[QUOTED PASSAGE]

────────────────────

New York gets 1st Army field hospital, California reports COVID-19 testing backlog + 25 other updates from the 6 hardest-hit states

President Donald Trump is pushing more action on the COVID-19 pandemic to the state level.  Below are key updates from March 25-26 from the states hardest hit by the coronavirus:

Editor's Note: This is not an exhaustive list of health measures being taken by the states.

New York (33,033 cases as of 7:25 a.m. CDT March 26)

1. In his daily news conference March 26, Gov. Andrew Cuomo expressed his "disappointment" with the $2 trillion federal stimulus package's impact on state and city governments. With New York projected to lose between $10 billion and $15 billion this year due to the pandemic, the $5 billion earmarked in the relief plan for New York’s COVID-19-related spending "does absolutely nothing for us in terms of lost revenue to the state," he said.

"I find it irresponsible; I find it reckless," Mr. Cuomo said of the stimulus plan. "This was the time to put politics aside and partisanship aside. This is the time for government officials to stop making excuses and just do your job. We’re one nation."

2. As a result, the state’s budget plan, which is due April 1, will not only feature decreased initial revenue projections, but will also include space for further adjustments throughout the year based on actual revenues collected, the governor said.

3. An army field hospital deployed by the U.S. Defense Department is scheduled to arrive in New York City on March 26, bringing more than 200 medical workers to the region, The New York Times reports. The field hospital will have 11 ventilators and will allow the city to care for about 250 more patients.

4. The governor's office has partnered with Microsoft, Google Cloud and other tech leaders to recruit people and organizations to join "technology SWAT teams" that will develop and deploy IT solutions to aid in the state's COVID-19 response.

5. To prepare for the continued surge of coronavirus-related deaths, New York City's medical examiner has initiated construction of a makeshift morgue outside Bellevue Hospital in Manhattan, NBC New York reports.

6. New York City Mayor Bill de Blasio ordered more than two dozen blocks on some of the city's main thoroughfares to close from 10 a.m. to 7 p.m. beginning March 27 to give residents more recreational areas and reduce crowding in public parks, according to The New York Times. Police officers will enforce social-distancing rules in each area.

────────────────────

[SUPPLIED RECORDS]
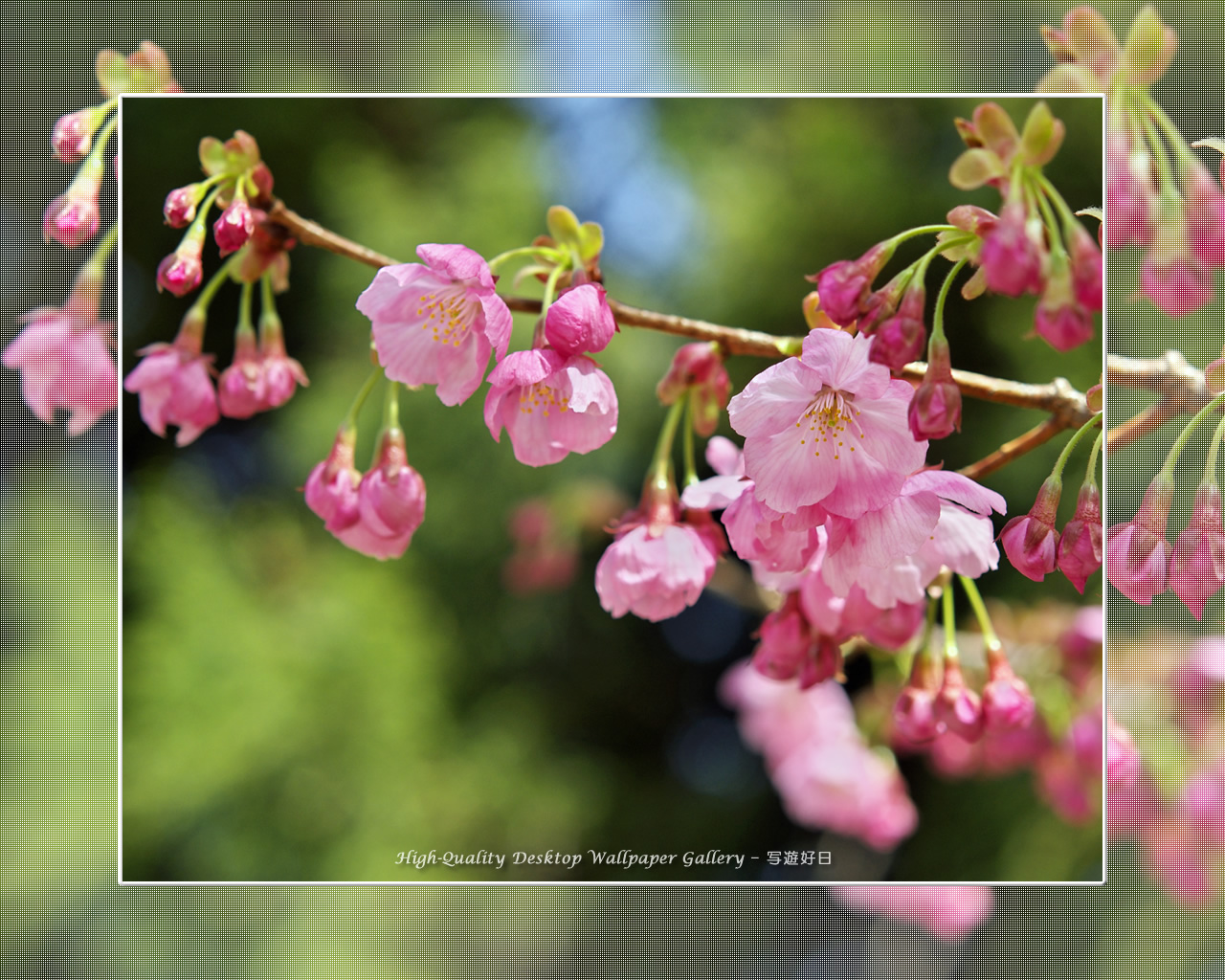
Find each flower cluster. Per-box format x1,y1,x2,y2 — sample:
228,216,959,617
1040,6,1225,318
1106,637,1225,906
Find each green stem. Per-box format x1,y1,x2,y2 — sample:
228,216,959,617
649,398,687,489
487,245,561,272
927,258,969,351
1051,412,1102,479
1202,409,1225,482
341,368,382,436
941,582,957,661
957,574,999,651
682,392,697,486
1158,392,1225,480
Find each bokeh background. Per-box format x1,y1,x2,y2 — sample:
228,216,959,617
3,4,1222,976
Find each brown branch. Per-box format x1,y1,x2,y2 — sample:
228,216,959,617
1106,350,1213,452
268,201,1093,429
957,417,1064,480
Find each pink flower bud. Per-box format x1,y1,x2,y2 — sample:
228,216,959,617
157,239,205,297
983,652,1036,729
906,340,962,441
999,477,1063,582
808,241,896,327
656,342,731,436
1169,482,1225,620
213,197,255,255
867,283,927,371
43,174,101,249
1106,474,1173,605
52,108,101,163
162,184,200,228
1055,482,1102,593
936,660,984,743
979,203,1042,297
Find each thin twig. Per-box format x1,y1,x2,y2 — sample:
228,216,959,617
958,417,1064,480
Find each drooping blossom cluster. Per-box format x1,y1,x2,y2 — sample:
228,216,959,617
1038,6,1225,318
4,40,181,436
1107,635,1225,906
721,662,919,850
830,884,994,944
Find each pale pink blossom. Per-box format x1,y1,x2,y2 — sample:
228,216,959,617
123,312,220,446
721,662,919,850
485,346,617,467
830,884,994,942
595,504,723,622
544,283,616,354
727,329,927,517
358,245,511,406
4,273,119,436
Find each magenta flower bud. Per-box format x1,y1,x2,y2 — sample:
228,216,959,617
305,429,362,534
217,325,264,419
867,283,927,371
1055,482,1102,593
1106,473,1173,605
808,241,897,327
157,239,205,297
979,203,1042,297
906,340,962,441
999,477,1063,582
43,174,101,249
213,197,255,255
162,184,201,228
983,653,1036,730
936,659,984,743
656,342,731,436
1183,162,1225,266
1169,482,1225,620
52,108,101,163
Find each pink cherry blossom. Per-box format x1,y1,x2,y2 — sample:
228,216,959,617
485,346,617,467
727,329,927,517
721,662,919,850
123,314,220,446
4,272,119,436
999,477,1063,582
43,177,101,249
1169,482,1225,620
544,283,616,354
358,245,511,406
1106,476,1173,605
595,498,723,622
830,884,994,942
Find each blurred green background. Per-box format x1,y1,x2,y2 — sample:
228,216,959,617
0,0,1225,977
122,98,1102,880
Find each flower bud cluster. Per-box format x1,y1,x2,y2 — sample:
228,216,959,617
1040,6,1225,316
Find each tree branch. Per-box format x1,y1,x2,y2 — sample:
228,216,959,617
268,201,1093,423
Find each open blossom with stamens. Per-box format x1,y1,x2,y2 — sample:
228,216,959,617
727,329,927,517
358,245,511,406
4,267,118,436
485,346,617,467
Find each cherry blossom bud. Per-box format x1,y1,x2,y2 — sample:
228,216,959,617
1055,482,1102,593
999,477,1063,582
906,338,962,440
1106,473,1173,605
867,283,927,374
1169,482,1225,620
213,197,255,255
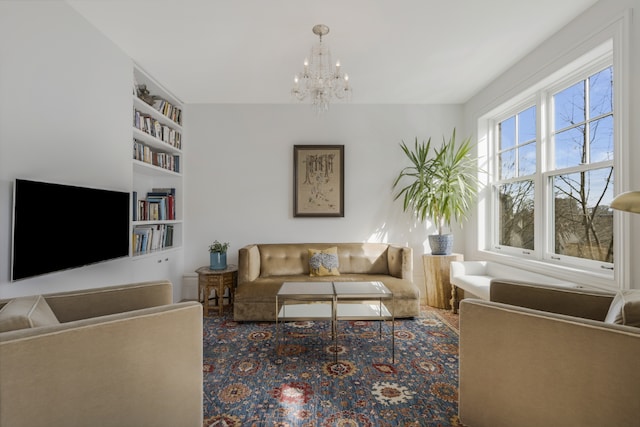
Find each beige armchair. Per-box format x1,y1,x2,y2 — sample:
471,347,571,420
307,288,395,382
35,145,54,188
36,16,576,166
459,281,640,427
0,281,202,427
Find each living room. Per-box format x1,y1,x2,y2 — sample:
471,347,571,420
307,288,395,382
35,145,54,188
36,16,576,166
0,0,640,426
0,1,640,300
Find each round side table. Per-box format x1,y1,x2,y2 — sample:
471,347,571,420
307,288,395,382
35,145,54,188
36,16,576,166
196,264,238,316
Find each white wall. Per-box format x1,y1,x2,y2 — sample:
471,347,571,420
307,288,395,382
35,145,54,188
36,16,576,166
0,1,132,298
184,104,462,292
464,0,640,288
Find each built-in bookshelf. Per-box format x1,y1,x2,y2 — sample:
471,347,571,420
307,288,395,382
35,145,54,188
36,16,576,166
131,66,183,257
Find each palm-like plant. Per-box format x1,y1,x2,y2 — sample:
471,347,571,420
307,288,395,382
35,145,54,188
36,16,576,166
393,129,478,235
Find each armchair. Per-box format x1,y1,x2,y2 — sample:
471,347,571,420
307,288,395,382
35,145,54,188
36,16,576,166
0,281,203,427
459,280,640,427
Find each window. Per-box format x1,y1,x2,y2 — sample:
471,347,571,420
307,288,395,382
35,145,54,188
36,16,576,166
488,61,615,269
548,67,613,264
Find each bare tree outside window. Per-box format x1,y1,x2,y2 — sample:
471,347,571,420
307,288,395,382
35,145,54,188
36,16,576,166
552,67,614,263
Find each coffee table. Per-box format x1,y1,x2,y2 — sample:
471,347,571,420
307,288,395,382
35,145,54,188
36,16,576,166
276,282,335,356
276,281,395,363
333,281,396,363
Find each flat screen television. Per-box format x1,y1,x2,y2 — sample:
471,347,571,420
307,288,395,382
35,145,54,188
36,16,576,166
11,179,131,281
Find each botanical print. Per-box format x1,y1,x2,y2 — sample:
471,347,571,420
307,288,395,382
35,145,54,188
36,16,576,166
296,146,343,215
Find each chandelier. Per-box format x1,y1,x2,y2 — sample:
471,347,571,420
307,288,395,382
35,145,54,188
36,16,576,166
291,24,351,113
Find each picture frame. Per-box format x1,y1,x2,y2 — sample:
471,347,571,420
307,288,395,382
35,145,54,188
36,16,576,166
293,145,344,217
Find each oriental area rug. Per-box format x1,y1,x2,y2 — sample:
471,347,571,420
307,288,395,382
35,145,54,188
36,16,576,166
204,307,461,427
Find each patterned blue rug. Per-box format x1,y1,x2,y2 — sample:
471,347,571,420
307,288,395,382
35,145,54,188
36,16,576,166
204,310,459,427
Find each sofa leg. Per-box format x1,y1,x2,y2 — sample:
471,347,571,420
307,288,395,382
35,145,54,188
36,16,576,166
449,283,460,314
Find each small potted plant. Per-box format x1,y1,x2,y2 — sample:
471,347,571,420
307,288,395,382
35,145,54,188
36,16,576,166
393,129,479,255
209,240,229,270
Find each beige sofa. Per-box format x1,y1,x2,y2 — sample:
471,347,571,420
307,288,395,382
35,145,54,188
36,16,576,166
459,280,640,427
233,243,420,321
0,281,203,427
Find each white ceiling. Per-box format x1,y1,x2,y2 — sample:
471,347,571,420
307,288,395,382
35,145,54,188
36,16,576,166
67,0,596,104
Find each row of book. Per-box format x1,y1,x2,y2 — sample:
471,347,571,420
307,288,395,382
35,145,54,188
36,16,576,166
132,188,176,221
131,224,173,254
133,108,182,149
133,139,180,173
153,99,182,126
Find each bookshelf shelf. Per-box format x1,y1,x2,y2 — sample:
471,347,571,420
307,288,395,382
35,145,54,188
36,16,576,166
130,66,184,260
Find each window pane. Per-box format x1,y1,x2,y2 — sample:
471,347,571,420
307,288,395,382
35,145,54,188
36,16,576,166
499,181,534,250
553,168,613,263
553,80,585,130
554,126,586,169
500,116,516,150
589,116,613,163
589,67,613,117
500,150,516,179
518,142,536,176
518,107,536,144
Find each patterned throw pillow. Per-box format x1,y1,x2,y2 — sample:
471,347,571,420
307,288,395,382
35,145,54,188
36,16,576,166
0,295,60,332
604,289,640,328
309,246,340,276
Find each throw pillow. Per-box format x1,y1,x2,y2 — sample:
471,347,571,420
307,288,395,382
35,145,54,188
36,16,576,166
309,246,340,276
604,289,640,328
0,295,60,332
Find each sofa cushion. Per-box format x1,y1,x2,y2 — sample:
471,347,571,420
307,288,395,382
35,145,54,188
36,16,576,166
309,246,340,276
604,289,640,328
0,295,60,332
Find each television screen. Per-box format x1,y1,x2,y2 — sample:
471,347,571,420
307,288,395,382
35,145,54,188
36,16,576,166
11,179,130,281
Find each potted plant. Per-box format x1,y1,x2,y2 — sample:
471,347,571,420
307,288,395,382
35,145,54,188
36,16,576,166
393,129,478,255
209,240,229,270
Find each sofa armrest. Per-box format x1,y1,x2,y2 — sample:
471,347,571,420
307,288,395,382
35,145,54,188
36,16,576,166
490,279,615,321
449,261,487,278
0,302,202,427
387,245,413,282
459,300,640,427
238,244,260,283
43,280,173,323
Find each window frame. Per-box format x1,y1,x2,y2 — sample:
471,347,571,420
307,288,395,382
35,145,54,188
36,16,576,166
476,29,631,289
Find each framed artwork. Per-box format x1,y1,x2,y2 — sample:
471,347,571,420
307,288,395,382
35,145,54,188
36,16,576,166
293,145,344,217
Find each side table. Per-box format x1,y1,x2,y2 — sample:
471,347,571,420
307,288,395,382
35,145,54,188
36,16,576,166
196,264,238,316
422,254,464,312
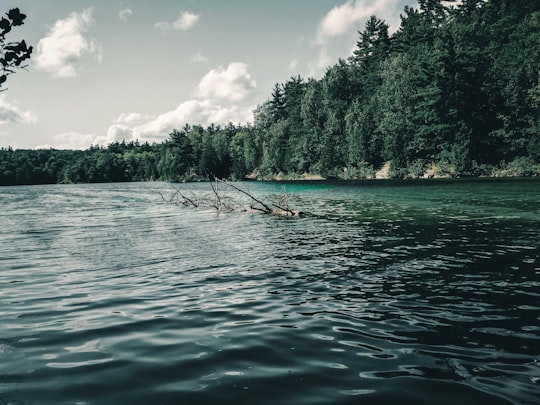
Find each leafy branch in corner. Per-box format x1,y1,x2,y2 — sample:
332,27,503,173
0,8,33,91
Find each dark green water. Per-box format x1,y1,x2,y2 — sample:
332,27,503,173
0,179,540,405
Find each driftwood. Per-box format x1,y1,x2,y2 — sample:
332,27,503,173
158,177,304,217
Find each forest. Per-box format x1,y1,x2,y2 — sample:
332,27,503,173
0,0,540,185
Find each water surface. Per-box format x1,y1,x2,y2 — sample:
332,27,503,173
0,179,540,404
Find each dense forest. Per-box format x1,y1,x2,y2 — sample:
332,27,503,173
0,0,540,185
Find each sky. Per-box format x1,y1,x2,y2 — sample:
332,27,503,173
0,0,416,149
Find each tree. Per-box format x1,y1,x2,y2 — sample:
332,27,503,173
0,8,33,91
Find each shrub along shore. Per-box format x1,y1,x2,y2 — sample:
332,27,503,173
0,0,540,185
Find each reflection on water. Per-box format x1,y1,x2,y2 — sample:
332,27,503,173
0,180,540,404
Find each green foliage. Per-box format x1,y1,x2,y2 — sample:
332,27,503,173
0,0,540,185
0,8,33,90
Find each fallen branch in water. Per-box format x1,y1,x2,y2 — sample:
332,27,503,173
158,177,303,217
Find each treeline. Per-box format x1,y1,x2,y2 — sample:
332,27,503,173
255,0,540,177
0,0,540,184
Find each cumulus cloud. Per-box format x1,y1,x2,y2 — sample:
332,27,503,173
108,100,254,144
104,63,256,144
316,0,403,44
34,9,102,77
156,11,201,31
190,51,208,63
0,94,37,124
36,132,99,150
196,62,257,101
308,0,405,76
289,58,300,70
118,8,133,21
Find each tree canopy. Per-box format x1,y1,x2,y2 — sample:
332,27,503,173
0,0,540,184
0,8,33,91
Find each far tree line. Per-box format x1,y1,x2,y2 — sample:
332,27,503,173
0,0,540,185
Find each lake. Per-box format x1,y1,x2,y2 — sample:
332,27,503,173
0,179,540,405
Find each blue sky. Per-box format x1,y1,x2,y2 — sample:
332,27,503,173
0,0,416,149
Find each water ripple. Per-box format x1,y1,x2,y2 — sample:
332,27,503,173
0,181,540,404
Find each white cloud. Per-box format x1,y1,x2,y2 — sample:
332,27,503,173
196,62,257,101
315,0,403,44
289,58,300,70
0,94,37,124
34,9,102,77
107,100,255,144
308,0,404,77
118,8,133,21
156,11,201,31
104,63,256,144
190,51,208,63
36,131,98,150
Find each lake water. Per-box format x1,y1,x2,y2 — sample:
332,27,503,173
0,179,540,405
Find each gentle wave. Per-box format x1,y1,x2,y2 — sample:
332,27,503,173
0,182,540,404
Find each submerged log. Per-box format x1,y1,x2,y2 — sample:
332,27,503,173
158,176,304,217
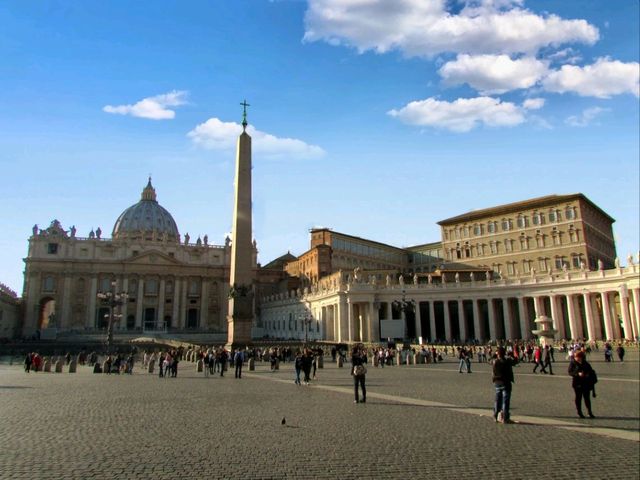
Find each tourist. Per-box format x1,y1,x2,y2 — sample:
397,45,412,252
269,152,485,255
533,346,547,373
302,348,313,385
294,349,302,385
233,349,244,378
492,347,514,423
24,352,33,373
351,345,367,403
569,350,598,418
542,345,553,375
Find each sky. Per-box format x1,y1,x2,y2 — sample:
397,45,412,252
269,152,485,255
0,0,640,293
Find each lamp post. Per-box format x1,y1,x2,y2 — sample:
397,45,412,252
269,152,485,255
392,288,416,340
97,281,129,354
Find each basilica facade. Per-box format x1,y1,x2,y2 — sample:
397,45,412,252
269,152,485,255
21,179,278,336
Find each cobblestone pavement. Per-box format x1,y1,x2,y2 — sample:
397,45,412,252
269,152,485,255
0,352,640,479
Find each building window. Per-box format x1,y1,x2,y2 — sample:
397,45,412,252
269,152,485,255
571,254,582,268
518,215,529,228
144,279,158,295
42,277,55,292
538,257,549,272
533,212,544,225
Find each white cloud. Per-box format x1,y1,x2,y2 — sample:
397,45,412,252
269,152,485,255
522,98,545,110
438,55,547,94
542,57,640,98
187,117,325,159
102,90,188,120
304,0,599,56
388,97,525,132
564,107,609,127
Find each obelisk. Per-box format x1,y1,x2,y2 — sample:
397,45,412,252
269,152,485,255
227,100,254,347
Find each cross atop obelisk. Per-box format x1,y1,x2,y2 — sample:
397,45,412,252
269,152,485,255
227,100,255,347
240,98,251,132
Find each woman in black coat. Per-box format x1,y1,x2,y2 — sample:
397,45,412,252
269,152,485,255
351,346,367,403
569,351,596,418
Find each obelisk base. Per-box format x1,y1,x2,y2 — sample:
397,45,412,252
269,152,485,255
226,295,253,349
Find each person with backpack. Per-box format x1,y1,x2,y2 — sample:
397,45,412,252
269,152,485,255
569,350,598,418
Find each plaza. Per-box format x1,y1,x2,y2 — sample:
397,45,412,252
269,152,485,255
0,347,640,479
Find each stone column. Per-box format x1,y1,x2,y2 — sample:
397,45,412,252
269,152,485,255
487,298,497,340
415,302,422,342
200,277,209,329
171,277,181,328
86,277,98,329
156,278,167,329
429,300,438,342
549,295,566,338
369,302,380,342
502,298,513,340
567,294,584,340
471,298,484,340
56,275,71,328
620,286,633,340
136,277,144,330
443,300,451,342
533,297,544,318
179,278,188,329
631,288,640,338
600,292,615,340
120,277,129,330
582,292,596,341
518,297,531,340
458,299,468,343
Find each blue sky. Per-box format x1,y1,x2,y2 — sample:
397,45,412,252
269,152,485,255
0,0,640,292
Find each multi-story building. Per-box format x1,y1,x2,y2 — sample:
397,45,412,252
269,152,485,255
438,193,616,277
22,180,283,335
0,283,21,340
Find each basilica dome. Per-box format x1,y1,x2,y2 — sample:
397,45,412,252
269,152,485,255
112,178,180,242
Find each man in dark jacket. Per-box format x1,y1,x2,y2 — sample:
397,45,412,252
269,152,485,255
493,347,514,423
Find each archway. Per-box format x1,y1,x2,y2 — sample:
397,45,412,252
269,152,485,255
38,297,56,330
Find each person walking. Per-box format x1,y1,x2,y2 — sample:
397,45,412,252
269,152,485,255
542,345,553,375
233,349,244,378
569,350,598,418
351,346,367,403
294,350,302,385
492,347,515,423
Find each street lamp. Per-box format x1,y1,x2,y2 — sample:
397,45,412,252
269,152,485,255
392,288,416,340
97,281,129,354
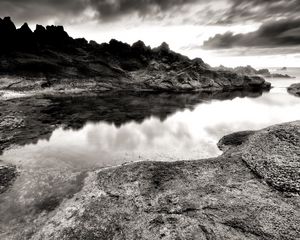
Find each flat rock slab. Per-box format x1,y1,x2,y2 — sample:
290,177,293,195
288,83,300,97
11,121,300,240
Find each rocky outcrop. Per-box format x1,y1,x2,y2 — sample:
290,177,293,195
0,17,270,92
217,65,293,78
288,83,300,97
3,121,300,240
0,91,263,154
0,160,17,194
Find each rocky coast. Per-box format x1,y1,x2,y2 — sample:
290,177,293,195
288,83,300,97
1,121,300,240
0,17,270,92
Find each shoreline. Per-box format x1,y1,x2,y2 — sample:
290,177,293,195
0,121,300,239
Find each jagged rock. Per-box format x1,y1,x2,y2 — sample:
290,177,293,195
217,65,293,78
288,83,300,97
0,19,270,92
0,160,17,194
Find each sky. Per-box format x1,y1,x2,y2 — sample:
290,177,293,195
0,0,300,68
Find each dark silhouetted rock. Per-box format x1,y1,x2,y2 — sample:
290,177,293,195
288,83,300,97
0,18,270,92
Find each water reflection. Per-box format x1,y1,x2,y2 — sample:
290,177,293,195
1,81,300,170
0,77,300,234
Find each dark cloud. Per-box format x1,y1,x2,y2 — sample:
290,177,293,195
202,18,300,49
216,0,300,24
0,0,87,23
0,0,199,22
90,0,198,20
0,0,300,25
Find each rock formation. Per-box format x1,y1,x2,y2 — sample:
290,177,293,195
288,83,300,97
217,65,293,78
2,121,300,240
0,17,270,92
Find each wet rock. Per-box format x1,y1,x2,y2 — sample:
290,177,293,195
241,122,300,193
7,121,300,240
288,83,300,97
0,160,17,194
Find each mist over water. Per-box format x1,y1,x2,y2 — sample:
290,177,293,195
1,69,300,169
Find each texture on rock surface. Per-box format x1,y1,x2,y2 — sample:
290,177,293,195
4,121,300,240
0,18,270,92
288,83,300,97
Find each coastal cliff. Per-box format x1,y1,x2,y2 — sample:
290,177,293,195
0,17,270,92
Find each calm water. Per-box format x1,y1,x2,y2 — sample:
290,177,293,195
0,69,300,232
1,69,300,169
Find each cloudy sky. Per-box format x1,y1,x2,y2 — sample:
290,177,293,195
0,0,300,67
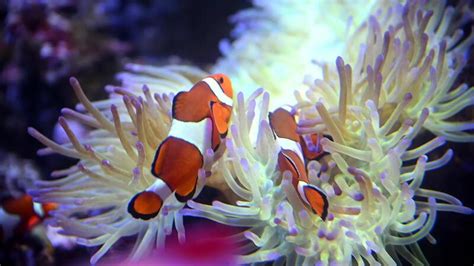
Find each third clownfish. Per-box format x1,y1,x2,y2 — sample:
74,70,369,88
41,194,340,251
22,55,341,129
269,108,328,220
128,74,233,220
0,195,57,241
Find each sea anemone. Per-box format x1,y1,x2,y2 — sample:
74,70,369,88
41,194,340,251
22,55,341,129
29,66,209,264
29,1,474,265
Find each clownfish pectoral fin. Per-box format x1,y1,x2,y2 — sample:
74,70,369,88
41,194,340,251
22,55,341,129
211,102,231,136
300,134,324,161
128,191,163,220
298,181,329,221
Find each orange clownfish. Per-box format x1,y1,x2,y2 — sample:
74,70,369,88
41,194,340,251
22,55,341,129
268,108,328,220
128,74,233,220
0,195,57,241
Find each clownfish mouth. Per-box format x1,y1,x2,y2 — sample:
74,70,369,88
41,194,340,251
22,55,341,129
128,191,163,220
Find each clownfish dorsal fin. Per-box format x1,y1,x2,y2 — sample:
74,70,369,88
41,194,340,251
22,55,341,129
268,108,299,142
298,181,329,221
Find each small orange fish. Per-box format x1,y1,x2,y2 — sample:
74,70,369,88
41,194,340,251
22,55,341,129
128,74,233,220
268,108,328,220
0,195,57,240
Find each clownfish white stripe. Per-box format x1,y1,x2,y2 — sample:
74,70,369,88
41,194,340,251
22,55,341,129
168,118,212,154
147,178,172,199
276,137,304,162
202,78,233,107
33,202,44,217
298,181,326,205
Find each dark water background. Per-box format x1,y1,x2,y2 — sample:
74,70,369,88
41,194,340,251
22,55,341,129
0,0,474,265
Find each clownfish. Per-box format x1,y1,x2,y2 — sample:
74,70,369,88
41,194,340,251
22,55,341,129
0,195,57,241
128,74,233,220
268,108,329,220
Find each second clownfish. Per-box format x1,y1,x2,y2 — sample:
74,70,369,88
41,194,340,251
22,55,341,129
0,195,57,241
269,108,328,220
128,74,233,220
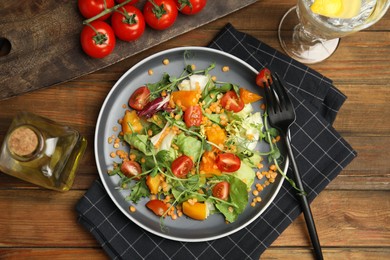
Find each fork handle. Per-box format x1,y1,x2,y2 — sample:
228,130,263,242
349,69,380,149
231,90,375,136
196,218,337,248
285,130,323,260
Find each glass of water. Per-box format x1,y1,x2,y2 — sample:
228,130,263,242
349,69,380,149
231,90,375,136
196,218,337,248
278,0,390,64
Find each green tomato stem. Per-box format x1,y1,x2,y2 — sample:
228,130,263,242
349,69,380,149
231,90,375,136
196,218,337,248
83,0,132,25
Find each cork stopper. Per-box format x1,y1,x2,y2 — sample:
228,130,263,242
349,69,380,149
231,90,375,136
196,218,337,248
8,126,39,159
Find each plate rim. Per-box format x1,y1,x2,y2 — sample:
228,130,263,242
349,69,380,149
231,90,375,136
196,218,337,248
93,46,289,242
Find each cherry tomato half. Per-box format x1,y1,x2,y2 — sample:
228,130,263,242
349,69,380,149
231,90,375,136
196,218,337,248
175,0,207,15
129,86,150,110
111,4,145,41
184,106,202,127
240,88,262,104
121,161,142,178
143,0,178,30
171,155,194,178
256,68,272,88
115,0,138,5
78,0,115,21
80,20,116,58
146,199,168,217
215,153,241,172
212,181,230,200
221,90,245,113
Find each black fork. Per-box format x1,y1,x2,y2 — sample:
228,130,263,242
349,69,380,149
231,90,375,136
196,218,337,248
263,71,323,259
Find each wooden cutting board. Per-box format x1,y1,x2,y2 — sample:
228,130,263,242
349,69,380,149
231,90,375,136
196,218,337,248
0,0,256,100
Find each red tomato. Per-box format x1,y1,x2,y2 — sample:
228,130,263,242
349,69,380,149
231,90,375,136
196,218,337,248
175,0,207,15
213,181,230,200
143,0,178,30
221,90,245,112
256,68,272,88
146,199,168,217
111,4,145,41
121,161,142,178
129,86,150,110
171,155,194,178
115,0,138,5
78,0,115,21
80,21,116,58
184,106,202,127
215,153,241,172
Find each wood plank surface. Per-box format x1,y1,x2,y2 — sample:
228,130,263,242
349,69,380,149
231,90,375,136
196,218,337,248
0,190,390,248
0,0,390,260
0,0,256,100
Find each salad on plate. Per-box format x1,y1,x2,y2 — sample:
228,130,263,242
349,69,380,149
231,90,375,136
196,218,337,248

────────────────────

[PROBLEMS AND TASKS]
**A)** Return the portion of the COVID-19 state updates article between "5. To prepare" and "in each area.", inclusive, word for word.
**B)** In the COVID-19 state updates article, how many ventilators will the Army field hospital sent to New York City have?
**C)** Write what comes next in the COVID-19 state updates article, picking up right after its final sentence.

[ANSWER LIST]
**A)**
5. To prepare for the continued surge of coronavirus-related deaths, New York City's medical examiner has initiated construction of a makeshift morgue outside Bellevue Hospital in Manhattan, NBC New York reports.

6. New York City Mayor Bill de Blasio ordered more than two dozen blocks on some of the city's main thoroughfares to close from 10 a.m. to 7 p.m. beginning March 27 to give residents more recreational areas and reduce crowding in public parks, according to The New York Times. Police officers will enforce social-distancing rules in each area.

**B)** 11 ventilators.

**C)**
Read more about other measures New York took this week here.

New Jersey (4,407 confirmed cases as of 7:25 a.m. CDT March 26)

1. New Jersey's goal is to increase acute care bed capacity in the state by 2,360 in the next few weeks, Gov. Phil Murphy said at a media briefing March 25. There are 18,433 acute care beds, including 2,000 beds for critical care patients. New Jersey Commissioner of Health Judith Persichilli said that COVID-19 trends are tracking in line with New York, which is expected to hit its peak in the next 14 to 21 days.

"Our exponential growth rate, based on the number of positive cases reported daily, is similar in northern New Jersey," said Ms. Persichilli.

The state is also closely monitoring mental health patients at psychiatric facilities, Ms. Persichilli said. Four staff members and one patient among the state's four psychiatric facilities have tested positive for COVID-19.

2. The governor reiterated that the state's social-distancing directives "are not polite suggestions" and will be enforced.

The governor also said that "we completely and utterly reject some pockets — I might add happily small pockets — that are suggesting around the country, and mercifully I’ve not heard much of this in New Jersey, that certain persons are expendable. The fact of the matter is, everyone is indispensable."

The governor's statement came a day after President Donald Trump said he wanted the nation "opened up and just raring to go by Easter," CNN reported, which is not enough time to curb the virus' spread, according to some experts.

3. The governor ordered all child care centers in New Jersey to certify by March 27 that they will serve only as emergency child care centers for the children of essential workers. Centers that do not certify must close by April 1, the order mandates.

Essential workers include healthcare and law enforcement personnel as well as staff working for establishments that provide essential social services.

4. New Jersey is increasing the number of drive-thru COVID-19 testing centers in the state, according to ABC7 Eyewitness News. A drive-thru facility for Passaic County residents opened March 25, and one for Essex County will open March 26.

Read more about other measures New Jersey took this week here.

California (3,169 confirmed cases as of 7:25 a.m. CDT on March 26)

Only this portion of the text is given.